(Beginning of Page excerpt)

As with previous sets Fox has generously included extras as part of the set. We get as bonuses raw visual effects footage, a photo gallery and a Mad magazine parody. "Voyage" is a terrific set.
5 of 5 people found the following review helpful
My Favorite Season of Voyage Aug. 15 2009
By Gary P. Cohen - Published on Amazon.com
Usually the first season of any show is its best. Although I enjoyed season 1, season 2 was my favorite season of Voyage. There are several reasons for this. Season 1 was fairly serious and filmed in black and white. Season 2 was the first season filmed in color and like so many other series that had their 1st seasons in black and white, (Voyage, Lost in Space, Wild Wild West, U.N.C.L.E., etc,)the second season looked just beautiful in color. Voyage looked better than most with the blue of the ocean, blue skies, and those colored lights flashing on and off aboard the Seaview.
But the real reason was the scripts. The second season of Voyage was a nice combination of sci fi. and James Bond adventure. (Bond and U.N.C.L.E. were at their height of popularity at that time. The first season of U.N.C.L.E. ran against the 1st season of Voyage on Monday nights. If only we had a VCR or DVR in those days.)
Season 2 opened with one of my faves: "Jonah and the Whale" wherein Admiral Nelson and a female Russian scientist (Gia Scala,) are swallowed by a giant whale in their diving bell and Crane must lead a party inside the whale to rescue them (TV Guide did a nice spread on this episode.) It sounds preposterous but I love this episode. This was followed by several other excellent episodes including the very serious "And Eight of Us are Left" and "The Cyborg" with Victor Buono as a mad scientist creating a cyborg Admiral Nelson. There were several weeks of Bond-oriented episodes, (the excellent "Left-Handed Man" and "Deadliest Game,") followed by the classic "Leviathan" where one of Nelson's scientist friends grows to gigantic proportions (and goes insane,) spending much of the second half of the show tackling the Seaview and trying to stomp it into the ground. Truly magnificent special effects that still hold up great. (After each episode, the ratings were checked and it was found that the monster shows outrated the non-creature oriented. As a result, for its 3rd season and beyond, Voyage became, unfortunately, a monster of the week series.

(End of Page excerpt)
(Beginning of Data for review)

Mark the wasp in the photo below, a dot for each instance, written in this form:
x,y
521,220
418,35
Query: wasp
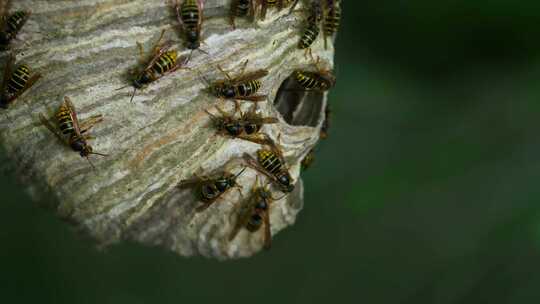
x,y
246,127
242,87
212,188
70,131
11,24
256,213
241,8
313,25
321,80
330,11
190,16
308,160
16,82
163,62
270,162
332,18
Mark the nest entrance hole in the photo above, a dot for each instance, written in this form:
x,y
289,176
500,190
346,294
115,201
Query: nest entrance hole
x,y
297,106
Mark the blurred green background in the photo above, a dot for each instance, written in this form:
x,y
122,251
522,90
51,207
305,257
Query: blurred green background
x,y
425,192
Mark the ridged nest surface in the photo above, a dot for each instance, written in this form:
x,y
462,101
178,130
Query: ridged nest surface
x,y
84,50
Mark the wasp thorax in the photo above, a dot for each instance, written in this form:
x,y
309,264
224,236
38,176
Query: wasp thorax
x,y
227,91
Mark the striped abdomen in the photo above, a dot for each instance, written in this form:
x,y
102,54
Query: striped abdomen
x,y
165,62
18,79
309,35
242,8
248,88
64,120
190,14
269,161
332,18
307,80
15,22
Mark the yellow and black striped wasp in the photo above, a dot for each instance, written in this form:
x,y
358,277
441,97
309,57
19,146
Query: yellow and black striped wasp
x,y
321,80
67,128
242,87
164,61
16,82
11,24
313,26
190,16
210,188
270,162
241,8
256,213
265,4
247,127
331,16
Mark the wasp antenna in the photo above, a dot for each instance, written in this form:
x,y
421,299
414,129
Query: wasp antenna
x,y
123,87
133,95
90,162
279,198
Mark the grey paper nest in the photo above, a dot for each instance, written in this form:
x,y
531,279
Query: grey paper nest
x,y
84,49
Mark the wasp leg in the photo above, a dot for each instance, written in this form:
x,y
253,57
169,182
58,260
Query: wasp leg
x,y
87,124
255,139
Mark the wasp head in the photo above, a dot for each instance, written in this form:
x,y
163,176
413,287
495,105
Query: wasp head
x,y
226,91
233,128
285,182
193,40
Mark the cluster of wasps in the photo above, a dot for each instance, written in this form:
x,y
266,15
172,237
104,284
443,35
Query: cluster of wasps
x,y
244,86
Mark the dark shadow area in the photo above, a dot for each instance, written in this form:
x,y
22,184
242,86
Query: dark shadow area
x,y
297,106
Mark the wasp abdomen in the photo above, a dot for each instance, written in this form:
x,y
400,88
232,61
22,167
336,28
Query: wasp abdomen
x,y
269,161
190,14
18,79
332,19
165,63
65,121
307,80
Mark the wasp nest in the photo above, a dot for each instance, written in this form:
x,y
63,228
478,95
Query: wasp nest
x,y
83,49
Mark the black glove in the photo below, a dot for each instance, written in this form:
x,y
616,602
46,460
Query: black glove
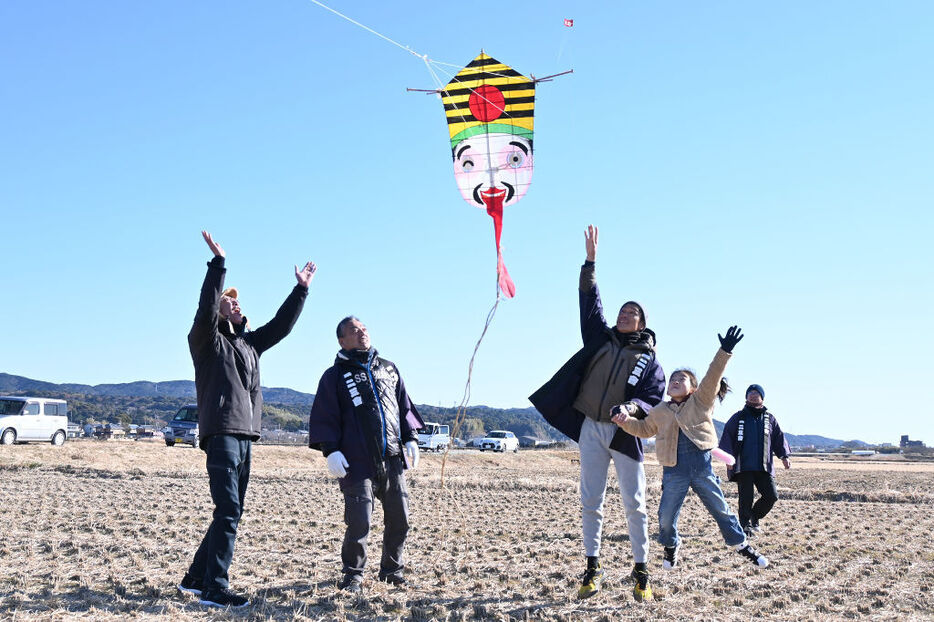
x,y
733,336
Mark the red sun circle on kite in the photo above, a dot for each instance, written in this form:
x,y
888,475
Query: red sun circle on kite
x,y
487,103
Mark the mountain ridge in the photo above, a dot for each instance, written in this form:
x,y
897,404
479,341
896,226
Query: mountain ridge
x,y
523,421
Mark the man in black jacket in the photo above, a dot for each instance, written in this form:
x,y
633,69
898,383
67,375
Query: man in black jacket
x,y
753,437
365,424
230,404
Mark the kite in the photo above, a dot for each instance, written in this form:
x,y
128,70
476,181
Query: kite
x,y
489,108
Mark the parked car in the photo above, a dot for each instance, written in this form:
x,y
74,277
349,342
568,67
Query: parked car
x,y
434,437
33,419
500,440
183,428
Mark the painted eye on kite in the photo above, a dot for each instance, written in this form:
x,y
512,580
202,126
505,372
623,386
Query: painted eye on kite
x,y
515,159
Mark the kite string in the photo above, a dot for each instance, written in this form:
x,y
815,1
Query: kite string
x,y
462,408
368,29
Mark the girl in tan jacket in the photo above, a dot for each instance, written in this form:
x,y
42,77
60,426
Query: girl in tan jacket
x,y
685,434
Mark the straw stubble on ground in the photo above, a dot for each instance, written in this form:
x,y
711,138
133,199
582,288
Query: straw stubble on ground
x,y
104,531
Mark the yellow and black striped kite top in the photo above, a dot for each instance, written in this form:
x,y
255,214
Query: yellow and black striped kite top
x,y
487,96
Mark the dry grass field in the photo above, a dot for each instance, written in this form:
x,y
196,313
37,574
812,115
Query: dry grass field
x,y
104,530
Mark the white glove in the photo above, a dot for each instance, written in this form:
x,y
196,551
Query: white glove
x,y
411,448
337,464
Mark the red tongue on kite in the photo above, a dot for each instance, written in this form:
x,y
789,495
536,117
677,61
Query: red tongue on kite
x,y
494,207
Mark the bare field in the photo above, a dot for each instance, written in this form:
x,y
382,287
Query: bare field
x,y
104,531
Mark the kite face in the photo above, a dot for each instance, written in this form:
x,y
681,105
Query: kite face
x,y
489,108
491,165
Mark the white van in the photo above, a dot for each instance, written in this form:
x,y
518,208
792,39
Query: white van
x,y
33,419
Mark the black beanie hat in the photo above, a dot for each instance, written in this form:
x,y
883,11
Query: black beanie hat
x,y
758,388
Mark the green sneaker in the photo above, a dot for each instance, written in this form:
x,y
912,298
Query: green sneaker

(End of Data for review)

Tasks to carry out:
[1] From the Voyage review, extract the stretch from "As with previous" through "a terrific set.".
[2] Answer these questions using the Voyage review:
(a) What bonuses does Fox include with the set?
(b) Which show's first season ran against the first season of Voyage on Monday nights?
(c) Who played the female Russian scientist in "Jonah and the Whale"?
[3] Proceed with the Voyage review, writing on from its last sentence.

Answers to the problems:
[1]
As with previous sets Fox has generously included extras as part of the set. We get as bonuses raw visual effects footage, a photo gallery and a Mad magazine parody. "Voyage" is a terrific set.

[2]
(a) Raw visual effects footage, a photo gallery and a Mad magazine parody.
(b) U.N.C.L.E.
(c) Gia Scala.

[3]
Some other memorable Voyage episodes from the second season in this set, and volume 2, include the poorly-titled "Monster from Outer Space." This was the first appearance of a rather silly-looking inflated alien (reused in another episode later on.) This was also the first time an alien took over the consciousness of the entire crew (with the usual exception of either Nelson or Crane who must defeat them alone.) This plotline was used ad nauseum in seasons 3 and 4. There was also "Terror on Dinsaur Island," a much better episode than the first season's "Turn Back the Clock," (75% of which was taken from the Irwin Allen film "The Lost World.") I also liked "Killers of the Deep," guest-starring the great Michael Ansara, a reworking of the WWII film "The Enemy Below" with much of the footage taken from that 20th. Century Fox Film (like "The Lost World" also co-starring David Hedison.") "The Skys on Fire" is a reworking of the original Voyage film from 1961. I also enjoy "Dead Men's Doubloons," a guilty-pleasure with Albert Salmi as the leader of a spy-ring who believe they are reincarnated pirates. Finally, there is "The Mechanical Man" with James Darren as one very nasty android. (Darren would star in Irwin Allen's "The Time Tunnel" the following season.")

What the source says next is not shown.